Provided data:

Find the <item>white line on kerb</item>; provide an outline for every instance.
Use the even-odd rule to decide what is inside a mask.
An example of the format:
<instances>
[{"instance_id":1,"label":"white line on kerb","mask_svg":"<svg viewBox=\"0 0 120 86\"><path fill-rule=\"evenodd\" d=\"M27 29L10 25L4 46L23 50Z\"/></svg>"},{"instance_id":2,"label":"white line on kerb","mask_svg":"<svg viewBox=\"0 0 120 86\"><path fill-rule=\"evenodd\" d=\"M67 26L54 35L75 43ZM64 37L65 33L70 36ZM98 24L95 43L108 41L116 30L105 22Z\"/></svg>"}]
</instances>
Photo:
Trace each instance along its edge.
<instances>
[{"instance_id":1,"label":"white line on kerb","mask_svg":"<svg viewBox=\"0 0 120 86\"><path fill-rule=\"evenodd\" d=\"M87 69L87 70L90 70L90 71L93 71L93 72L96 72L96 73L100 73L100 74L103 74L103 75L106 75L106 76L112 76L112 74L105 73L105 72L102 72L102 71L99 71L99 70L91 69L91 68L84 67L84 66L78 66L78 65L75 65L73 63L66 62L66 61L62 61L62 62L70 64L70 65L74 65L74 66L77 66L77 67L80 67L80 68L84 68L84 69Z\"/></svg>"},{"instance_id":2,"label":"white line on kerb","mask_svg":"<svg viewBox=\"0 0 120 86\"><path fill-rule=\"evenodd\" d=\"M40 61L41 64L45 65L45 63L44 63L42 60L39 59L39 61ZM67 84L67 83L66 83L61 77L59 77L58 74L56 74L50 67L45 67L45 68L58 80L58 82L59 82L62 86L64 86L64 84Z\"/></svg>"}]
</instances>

Stated goal: Reproduce all of the material above word for word, from start to finish.

Expected output:
Find the <item>white line on kerb</item>; provide an outline for every instance.
Use the even-odd rule to decide what is inside a mask.
An example of the format:
<instances>
[{"instance_id":1,"label":"white line on kerb","mask_svg":"<svg viewBox=\"0 0 120 86\"><path fill-rule=\"evenodd\" d=\"M27 29L10 25L4 46L23 50Z\"/></svg>"},{"instance_id":2,"label":"white line on kerb","mask_svg":"<svg viewBox=\"0 0 120 86\"><path fill-rule=\"evenodd\" d=\"M67 26L54 35L75 43ZM64 37L65 33L70 36ZM98 24L95 43L108 41L116 30L105 22Z\"/></svg>"}]
</instances>
Photo:
Trace each instance along its edge.
<instances>
[{"instance_id":1,"label":"white line on kerb","mask_svg":"<svg viewBox=\"0 0 120 86\"><path fill-rule=\"evenodd\" d=\"M87 69L87 70L90 70L90 71L93 71L93 72L96 72L96 73L100 73L100 74L103 74L103 75L106 75L106 76L112 76L112 74L105 73L105 72L102 72L102 71L99 71L99 70L91 69L91 68L84 67L84 66L78 66L78 65L75 65L73 63L66 62L66 61L62 61L62 62L70 64L70 65L74 65L74 66L77 66L77 67L80 67L80 68L84 68L84 69Z\"/></svg>"},{"instance_id":2,"label":"white line on kerb","mask_svg":"<svg viewBox=\"0 0 120 86\"><path fill-rule=\"evenodd\" d=\"M40 61L41 64L45 65L45 63L44 63L42 60L39 59L39 61ZM67 84L67 83L66 83L61 77L59 77L58 74L56 74L50 67L45 67L45 68L58 80L58 82L59 82L62 86L64 86L64 84Z\"/></svg>"}]
</instances>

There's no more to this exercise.